> TO DO: Give the lines again word for word, beginning with the one containing "Identify every instance of the lawn" and ending with the last line of the material below.

[Start of section]

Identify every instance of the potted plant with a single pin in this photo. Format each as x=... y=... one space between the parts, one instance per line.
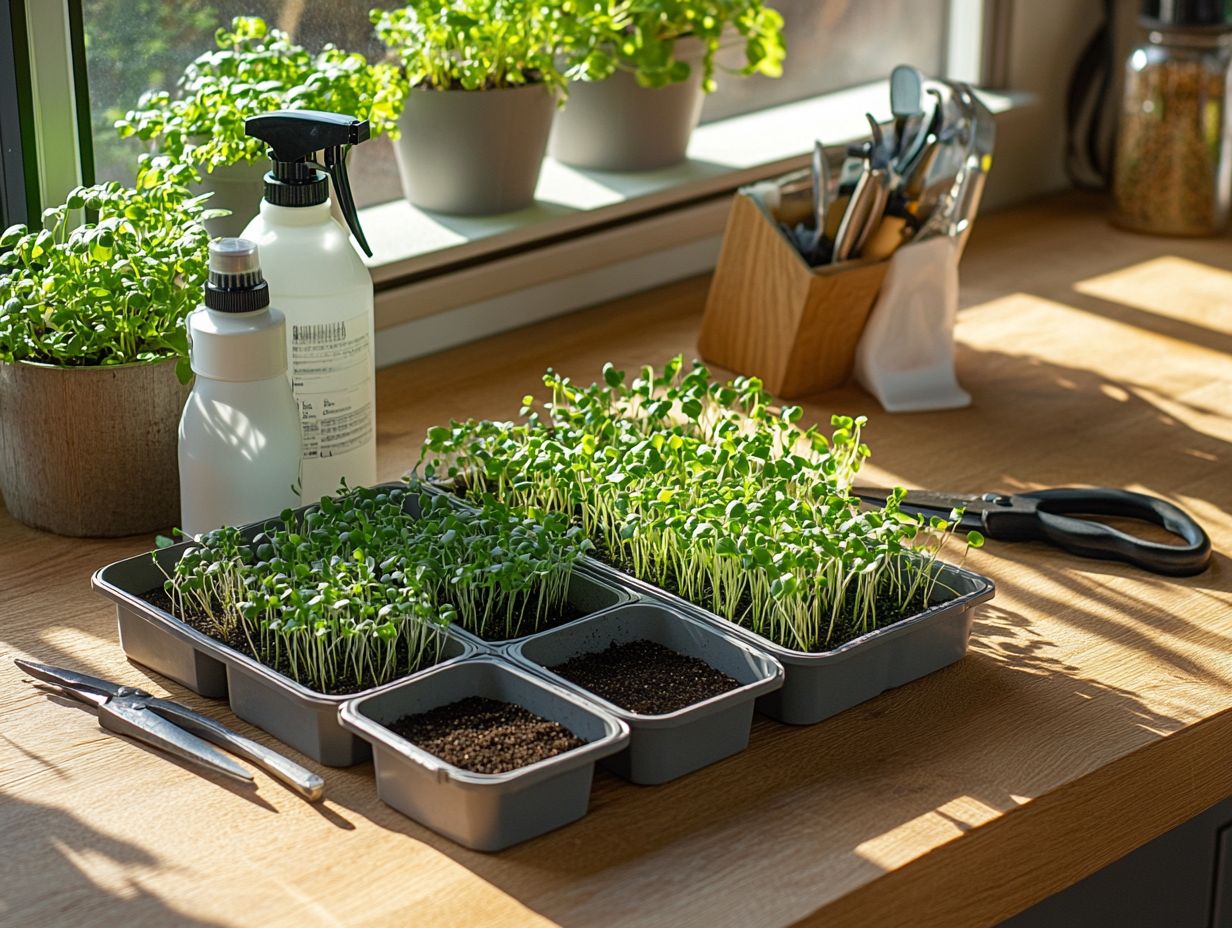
x=254 y=69
x=641 y=80
x=483 y=79
x=91 y=343
x=710 y=497
x=340 y=597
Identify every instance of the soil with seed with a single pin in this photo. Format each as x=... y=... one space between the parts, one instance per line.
x=646 y=677
x=486 y=736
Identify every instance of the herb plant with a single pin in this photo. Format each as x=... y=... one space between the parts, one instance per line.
x=256 y=69
x=709 y=489
x=483 y=44
x=505 y=572
x=115 y=290
x=354 y=592
x=641 y=36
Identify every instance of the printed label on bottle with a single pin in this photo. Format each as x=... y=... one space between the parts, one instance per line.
x=330 y=375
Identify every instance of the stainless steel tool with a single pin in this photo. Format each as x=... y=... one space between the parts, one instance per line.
x=906 y=97
x=171 y=727
x=821 y=174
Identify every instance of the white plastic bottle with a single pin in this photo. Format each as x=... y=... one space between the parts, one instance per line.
x=323 y=287
x=239 y=433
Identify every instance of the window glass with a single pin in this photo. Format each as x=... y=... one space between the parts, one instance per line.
x=137 y=44
x=834 y=44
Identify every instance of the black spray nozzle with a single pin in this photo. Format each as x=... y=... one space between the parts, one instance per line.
x=295 y=137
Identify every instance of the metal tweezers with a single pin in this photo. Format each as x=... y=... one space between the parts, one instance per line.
x=171 y=727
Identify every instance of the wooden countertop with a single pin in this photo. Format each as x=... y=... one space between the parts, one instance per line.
x=1090 y=715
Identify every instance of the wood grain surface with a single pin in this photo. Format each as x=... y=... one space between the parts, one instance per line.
x=1090 y=715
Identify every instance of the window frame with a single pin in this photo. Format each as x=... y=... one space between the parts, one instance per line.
x=479 y=290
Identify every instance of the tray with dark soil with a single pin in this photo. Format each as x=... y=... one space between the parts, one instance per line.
x=486 y=735
x=646 y=678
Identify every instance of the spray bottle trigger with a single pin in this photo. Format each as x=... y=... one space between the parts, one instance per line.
x=334 y=164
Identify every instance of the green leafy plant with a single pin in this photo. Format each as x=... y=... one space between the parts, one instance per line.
x=483 y=44
x=256 y=69
x=505 y=572
x=709 y=489
x=354 y=592
x=642 y=36
x=115 y=290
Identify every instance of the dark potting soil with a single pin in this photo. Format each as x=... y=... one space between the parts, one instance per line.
x=235 y=641
x=646 y=677
x=486 y=736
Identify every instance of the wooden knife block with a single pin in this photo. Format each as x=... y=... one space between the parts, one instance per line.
x=771 y=316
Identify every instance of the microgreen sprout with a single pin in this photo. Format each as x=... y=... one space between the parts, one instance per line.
x=355 y=590
x=711 y=489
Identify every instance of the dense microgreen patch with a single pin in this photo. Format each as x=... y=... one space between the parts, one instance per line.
x=113 y=290
x=253 y=70
x=354 y=592
x=505 y=572
x=710 y=489
x=641 y=36
x=484 y=44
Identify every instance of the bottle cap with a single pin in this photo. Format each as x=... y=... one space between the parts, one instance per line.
x=235 y=284
x=1187 y=14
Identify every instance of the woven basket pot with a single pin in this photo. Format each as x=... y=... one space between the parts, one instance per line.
x=91 y=451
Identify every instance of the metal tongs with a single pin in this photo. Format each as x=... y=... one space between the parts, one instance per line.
x=171 y=727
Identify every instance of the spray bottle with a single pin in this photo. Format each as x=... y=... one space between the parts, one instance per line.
x=318 y=280
x=239 y=433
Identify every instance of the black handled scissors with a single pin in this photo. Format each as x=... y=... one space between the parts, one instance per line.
x=1050 y=515
x=175 y=728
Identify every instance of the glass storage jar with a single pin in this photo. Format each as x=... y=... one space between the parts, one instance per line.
x=1173 y=171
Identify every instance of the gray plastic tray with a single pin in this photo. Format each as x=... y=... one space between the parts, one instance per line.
x=291 y=712
x=663 y=747
x=483 y=811
x=824 y=684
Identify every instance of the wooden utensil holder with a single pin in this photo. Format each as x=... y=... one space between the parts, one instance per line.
x=771 y=316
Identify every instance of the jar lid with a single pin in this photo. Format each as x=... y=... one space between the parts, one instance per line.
x=1187 y=12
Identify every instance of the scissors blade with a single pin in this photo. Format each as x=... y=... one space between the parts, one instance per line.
x=73 y=682
x=128 y=715
x=923 y=502
x=301 y=779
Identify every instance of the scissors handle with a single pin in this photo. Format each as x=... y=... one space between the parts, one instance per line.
x=1056 y=508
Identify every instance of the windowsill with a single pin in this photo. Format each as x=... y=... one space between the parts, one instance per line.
x=726 y=154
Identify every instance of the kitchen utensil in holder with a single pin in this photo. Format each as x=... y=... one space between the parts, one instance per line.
x=771 y=316
x=906 y=354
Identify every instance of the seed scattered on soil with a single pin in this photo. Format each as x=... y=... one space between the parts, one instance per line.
x=646 y=678
x=486 y=736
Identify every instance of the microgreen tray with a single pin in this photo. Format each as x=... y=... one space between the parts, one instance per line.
x=663 y=747
x=589 y=594
x=483 y=811
x=293 y=714
x=818 y=685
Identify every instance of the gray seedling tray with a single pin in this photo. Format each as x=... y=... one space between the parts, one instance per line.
x=824 y=684
x=588 y=594
x=663 y=747
x=483 y=811
x=293 y=714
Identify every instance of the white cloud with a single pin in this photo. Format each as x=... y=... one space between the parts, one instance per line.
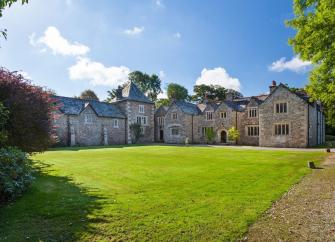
x=218 y=76
x=177 y=35
x=98 y=74
x=134 y=31
x=295 y=65
x=58 y=44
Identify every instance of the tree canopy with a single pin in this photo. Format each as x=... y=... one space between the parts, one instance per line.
x=177 y=92
x=315 y=41
x=89 y=94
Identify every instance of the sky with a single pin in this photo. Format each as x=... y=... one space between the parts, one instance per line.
x=72 y=45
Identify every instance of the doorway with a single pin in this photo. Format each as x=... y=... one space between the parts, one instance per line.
x=223 y=136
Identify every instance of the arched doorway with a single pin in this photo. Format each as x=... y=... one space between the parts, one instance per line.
x=223 y=136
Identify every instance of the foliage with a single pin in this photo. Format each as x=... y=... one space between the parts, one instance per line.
x=29 y=126
x=315 y=41
x=4 y=115
x=15 y=173
x=150 y=85
x=136 y=132
x=3 y=5
x=129 y=175
x=177 y=92
x=233 y=134
x=210 y=92
x=210 y=134
x=89 y=94
x=162 y=102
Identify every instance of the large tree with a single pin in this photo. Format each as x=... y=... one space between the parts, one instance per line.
x=3 y=5
x=315 y=41
x=89 y=94
x=29 y=125
x=149 y=84
x=177 y=92
x=210 y=92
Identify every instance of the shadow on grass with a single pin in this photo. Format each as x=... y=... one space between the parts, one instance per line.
x=54 y=209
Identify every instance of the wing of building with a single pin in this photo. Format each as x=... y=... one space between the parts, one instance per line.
x=283 y=118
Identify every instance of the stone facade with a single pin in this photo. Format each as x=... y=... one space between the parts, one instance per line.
x=296 y=123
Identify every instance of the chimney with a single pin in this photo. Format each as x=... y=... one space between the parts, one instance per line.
x=119 y=93
x=273 y=86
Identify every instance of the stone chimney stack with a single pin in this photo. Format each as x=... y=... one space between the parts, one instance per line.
x=119 y=93
x=273 y=86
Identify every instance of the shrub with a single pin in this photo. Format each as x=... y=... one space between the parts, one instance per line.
x=30 y=113
x=136 y=132
x=15 y=173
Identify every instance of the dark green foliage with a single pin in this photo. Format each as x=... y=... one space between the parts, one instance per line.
x=314 y=41
x=15 y=173
x=177 y=92
x=136 y=132
x=89 y=94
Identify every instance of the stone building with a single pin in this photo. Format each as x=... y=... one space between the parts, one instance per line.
x=89 y=122
x=282 y=118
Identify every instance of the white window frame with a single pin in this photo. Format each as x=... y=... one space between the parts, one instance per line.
x=115 y=123
x=209 y=115
x=141 y=108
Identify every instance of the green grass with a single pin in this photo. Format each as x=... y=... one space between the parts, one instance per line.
x=151 y=193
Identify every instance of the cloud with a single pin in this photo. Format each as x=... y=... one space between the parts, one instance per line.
x=218 y=76
x=134 y=31
x=58 y=44
x=177 y=35
x=98 y=74
x=295 y=64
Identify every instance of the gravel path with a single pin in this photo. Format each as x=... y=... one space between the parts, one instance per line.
x=305 y=213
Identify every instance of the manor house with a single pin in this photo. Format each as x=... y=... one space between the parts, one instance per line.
x=282 y=118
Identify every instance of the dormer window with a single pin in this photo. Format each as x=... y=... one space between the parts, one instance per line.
x=209 y=116
x=252 y=112
x=281 y=108
x=141 y=108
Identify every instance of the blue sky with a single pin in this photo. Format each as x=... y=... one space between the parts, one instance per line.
x=72 y=45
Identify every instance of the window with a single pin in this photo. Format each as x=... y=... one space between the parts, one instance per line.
x=223 y=115
x=281 y=108
x=282 y=129
x=252 y=112
x=203 y=130
x=209 y=115
x=160 y=120
x=88 y=119
x=115 y=123
x=142 y=120
x=141 y=108
x=174 y=131
x=253 y=130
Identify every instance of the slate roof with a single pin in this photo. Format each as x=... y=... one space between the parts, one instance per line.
x=74 y=106
x=187 y=107
x=133 y=93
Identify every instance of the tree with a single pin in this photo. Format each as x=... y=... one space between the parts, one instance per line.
x=150 y=85
x=136 y=132
x=233 y=134
x=210 y=134
x=177 y=92
x=210 y=92
x=29 y=125
x=3 y=5
x=315 y=42
x=89 y=94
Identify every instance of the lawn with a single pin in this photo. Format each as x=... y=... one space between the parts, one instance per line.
x=150 y=193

[End of section]

> SOLUTION BELOW:
Identify every instance of the lawn with a single pin in this photo. Format each as x=... y=... one space between the parts, one instance per line.
x=150 y=193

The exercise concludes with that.